## EXERCISE AIM
Return every line of the listing below that contains the string "label".

[Annotation records]
>> START
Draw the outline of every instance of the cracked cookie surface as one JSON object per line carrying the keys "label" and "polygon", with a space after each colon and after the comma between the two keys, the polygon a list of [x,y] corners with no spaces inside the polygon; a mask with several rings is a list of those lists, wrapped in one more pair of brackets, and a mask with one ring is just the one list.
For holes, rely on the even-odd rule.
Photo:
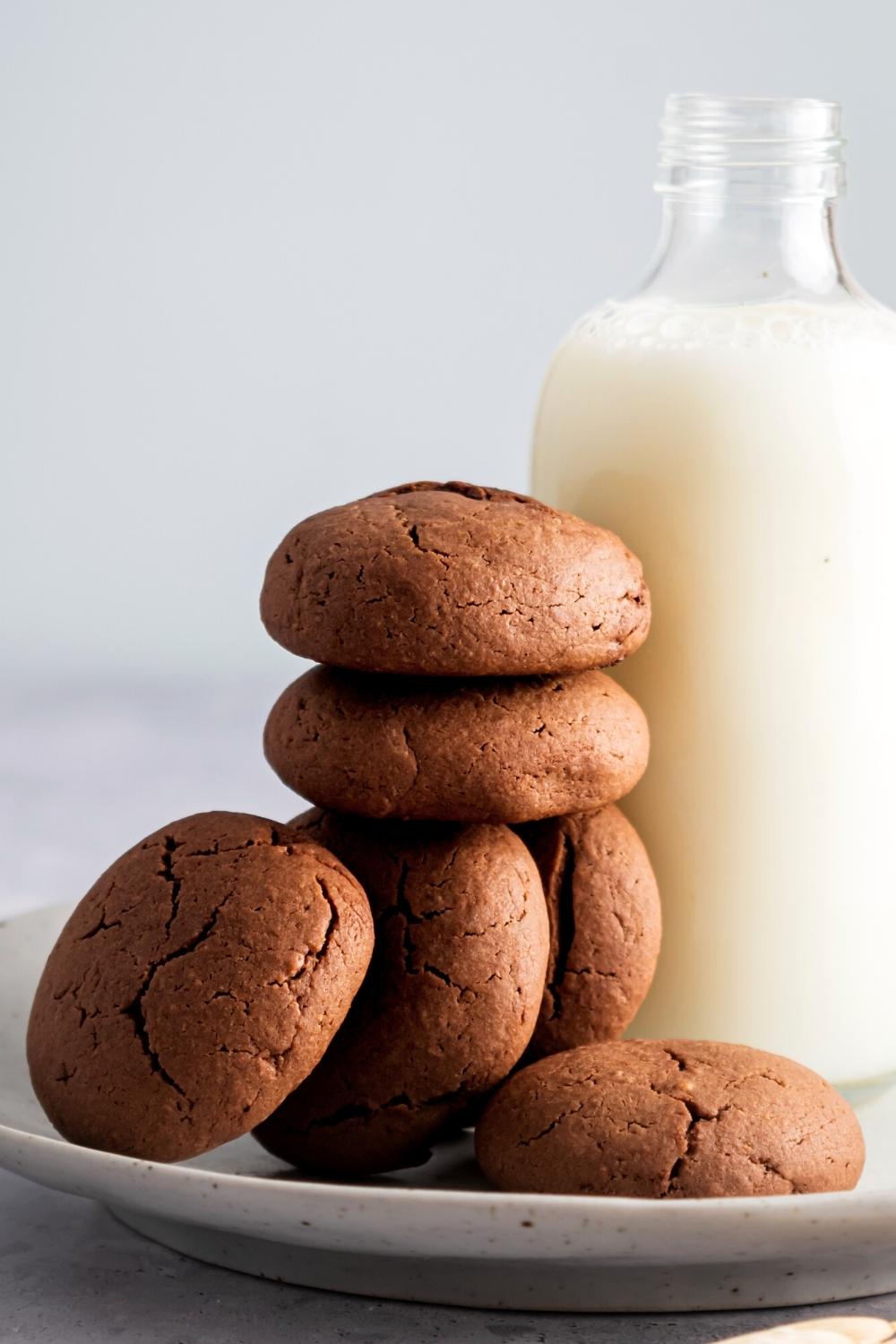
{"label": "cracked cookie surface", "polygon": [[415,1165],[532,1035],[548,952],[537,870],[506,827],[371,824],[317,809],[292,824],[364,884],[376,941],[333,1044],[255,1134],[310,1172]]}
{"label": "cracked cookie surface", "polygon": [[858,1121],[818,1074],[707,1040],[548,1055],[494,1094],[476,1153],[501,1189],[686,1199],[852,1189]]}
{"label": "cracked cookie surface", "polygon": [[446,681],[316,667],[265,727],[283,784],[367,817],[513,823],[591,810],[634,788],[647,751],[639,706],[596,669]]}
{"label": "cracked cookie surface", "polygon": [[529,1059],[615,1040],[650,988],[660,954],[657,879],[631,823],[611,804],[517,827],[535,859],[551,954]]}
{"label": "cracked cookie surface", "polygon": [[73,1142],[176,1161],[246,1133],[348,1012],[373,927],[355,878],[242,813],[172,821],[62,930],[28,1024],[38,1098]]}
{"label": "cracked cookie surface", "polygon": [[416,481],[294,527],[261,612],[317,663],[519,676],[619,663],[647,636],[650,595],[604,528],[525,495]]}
>> END
## WRITTEN RESPONSE
Draw the outline of every instance of the cracked cookie surface as one JSON object per line carrying the keys "label" and "polygon", with a space after each colon and after the comma between the two keys, the polygon a list of [x,y] corners with no spaces inside the polygon; a mask with several rings is a list of those lists, wrapped in one more pair of brackets, and a mask with one ring is just the one list.
{"label": "cracked cookie surface", "polygon": [[415,1165],[532,1035],[548,952],[537,870],[506,827],[371,824],[317,809],[292,824],[364,884],[376,941],[333,1044],[255,1134],[310,1172]]}
{"label": "cracked cookie surface", "polygon": [[858,1121],[818,1074],[707,1040],[548,1055],[494,1094],[476,1153],[501,1189],[686,1199],[852,1189]]}
{"label": "cracked cookie surface", "polygon": [[446,681],[316,667],[265,727],[283,784],[367,817],[513,823],[591,810],[634,788],[647,751],[639,706],[596,669]]}
{"label": "cracked cookie surface", "polygon": [[529,1059],[615,1040],[650,988],[660,954],[657,879],[631,823],[611,804],[517,827],[535,859],[551,954]]}
{"label": "cracked cookie surface", "polygon": [[73,1142],[176,1161],[246,1133],[348,1012],[373,927],[355,878],[242,813],[172,821],[62,930],[28,1024],[38,1098]]}
{"label": "cracked cookie surface", "polygon": [[416,481],[294,527],[261,612],[317,663],[519,676],[619,663],[647,636],[650,595],[604,528],[525,495]]}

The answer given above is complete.